_DOCUMENT EXTRACT_:
***
The stream is not included in the DHI Maas surface water mass characterization sheets.

=== Upgrading ===
The 2013 municipal structure plan aims to upgrade the sections of the Rida that are still open and bring other sections back to the surface when it feasible to do so. However, the municipality is not part of the "Meuse Aval" river contract.

== Typonomy and branding ==
In a detailed survey of the toponymy of Vottem, recorded in archives dating back to the 13th century, the toponymy "Rida" appears most frequently. Originally, people wrote Rieu dauble, with the root auble attached to the Latin albus (white), i.e. "White Stream". In Vottem in particular, Rida has a positive connotation, passed down from generation to generation:

- In the late 1970s, early 1980s, the magazine of the schoolchildren of the Athénée Royal de Vottem (located along the brook) was called "Le Rida Enchaîné."
***
_EXERCISE SET_:
1. Summarize the text about the Rida stream in three sentences.
2. Carry on the text about the Rida stream from its last sentence.
The items that follow come from a separate source and have no connection to the text about the Rida stream.

_EXTRACTED DATA_:
***
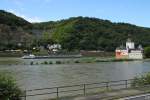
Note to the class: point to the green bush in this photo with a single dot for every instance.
(77, 61)
(58, 62)
(50, 62)
(141, 80)
(45, 62)
(8, 88)
(31, 63)
(147, 52)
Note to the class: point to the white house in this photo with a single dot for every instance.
(130, 52)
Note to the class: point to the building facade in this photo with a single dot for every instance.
(129, 52)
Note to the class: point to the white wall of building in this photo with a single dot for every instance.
(130, 45)
(136, 54)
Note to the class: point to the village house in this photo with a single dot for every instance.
(129, 52)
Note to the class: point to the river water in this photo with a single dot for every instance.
(43, 76)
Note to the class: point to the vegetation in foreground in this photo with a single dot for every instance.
(142, 80)
(8, 88)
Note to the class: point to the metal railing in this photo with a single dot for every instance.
(74, 90)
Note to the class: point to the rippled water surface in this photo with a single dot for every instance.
(41, 76)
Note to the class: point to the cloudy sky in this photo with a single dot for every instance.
(130, 11)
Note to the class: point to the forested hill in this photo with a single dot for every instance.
(12, 20)
(76, 33)
(86, 33)
(13, 30)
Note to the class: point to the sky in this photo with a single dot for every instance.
(128, 11)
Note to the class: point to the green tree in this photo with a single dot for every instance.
(147, 52)
(8, 88)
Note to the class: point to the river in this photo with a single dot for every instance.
(43, 76)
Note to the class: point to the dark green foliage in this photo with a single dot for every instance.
(14, 30)
(77, 61)
(8, 88)
(31, 63)
(13, 20)
(50, 62)
(45, 62)
(84, 33)
(142, 80)
(76, 33)
(147, 52)
(58, 62)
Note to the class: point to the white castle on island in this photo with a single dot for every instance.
(129, 52)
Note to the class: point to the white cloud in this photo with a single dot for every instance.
(30, 19)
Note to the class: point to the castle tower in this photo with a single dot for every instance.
(130, 44)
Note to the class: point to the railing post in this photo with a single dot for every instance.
(84, 89)
(107, 86)
(57, 94)
(126, 84)
(25, 93)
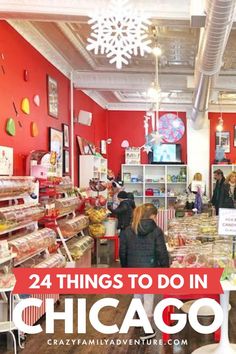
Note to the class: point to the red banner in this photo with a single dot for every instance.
(184, 281)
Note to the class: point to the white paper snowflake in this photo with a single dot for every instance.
(119, 32)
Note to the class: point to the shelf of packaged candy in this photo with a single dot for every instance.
(7, 279)
(32, 244)
(80, 250)
(17, 213)
(61, 216)
(71, 227)
(12, 187)
(52, 187)
(194, 243)
(17, 216)
(54, 261)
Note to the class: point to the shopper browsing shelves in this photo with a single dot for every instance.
(220, 179)
(228, 196)
(123, 212)
(142, 245)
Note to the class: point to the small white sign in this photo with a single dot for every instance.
(227, 222)
(6, 161)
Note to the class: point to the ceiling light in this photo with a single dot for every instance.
(119, 31)
(176, 123)
(156, 51)
(220, 125)
(154, 91)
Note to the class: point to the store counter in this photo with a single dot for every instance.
(224, 346)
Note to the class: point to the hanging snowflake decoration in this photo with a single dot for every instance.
(119, 32)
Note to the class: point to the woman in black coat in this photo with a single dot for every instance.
(228, 195)
(142, 245)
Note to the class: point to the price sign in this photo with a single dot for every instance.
(227, 222)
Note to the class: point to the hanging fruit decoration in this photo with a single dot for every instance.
(34, 129)
(36, 100)
(25, 105)
(11, 127)
(26, 75)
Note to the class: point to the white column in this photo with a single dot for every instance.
(198, 152)
(72, 149)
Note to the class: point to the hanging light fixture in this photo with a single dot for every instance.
(220, 125)
(154, 90)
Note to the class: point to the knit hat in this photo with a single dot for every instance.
(122, 195)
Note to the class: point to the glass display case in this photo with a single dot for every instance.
(30, 244)
(54, 261)
(13, 216)
(15, 186)
(7, 278)
(66, 205)
(78, 248)
(73, 226)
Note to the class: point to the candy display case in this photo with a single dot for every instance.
(66, 205)
(192, 230)
(79, 248)
(15, 186)
(7, 278)
(33, 243)
(54, 261)
(17, 215)
(73, 226)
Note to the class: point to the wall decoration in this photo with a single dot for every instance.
(11, 127)
(36, 100)
(66, 137)
(6, 161)
(223, 140)
(25, 105)
(103, 146)
(2, 57)
(52, 97)
(119, 31)
(235, 136)
(34, 129)
(84, 146)
(56, 145)
(66, 162)
(125, 144)
(171, 127)
(15, 109)
(26, 75)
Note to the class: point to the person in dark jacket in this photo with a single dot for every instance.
(123, 212)
(228, 196)
(131, 200)
(216, 197)
(142, 245)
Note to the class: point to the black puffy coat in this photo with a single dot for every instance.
(226, 201)
(217, 194)
(147, 249)
(124, 213)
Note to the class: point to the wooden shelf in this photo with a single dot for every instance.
(17, 228)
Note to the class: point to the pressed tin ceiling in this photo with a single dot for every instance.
(60, 34)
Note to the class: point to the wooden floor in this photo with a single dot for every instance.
(38, 343)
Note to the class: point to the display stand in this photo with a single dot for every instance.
(9, 326)
(21, 192)
(224, 346)
(61, 210)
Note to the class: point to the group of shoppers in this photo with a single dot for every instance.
(142, 244)
(224, 195)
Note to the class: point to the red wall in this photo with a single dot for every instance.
(96, 132)
(229, 123)
(20, 55)
(126, 125)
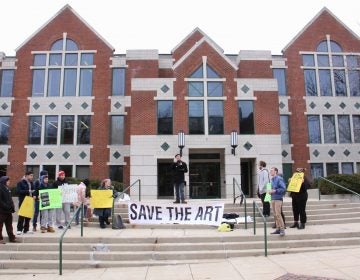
***
_OUTPUTS IN ORDER_:
1. The 2013 municipal structure plan aims to upgrade the open sections of the Rida and bring other sections back to the surface where feasible, although the municipality is not part of the "Meuse Aval" river contract. In Vottem archives dating back to the 13th century, "Rida" is the most frequent toponym, and it was originally written Rieu dauble, meaning "White Stream." The name has a positive connotation in Vottem that has been passed down through generations, and in the late 1970s and early 1980s the schoolchildren's magazine of the Athénée Royal de Vottem was called "Le Rida Enchaîné."

2.
- The former name of Rue Florent Boclinville in Vottem was Rue du Rida.
- Legends circulate in Vottem about the Rida valley; witches came there and it is also mentioned that it used to be a frivolous meeting place where people came by horse and cart from Liège.

The names "Ruisseau du Ponçay" and "Ruisseau du Patar" that appear on certain administrative maps are not known in Vottem. Nor do one find these names in a list of Vottem's toponymy at the beginning of the 20th century.